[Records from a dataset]
<<<<

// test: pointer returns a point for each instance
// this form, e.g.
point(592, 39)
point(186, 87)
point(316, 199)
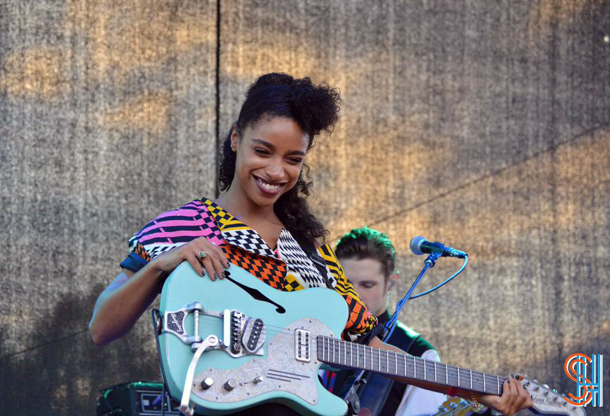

>>>>

## PROBLEM STATEMENT
Your task is to return every entry exactly as it was written, with the pictures removed.

## PROBLEM SOLUTION
// test: pointer returns a point for each instance
// this form, e.g.
point(592, 39)
point(186, 87)
point(316, 199)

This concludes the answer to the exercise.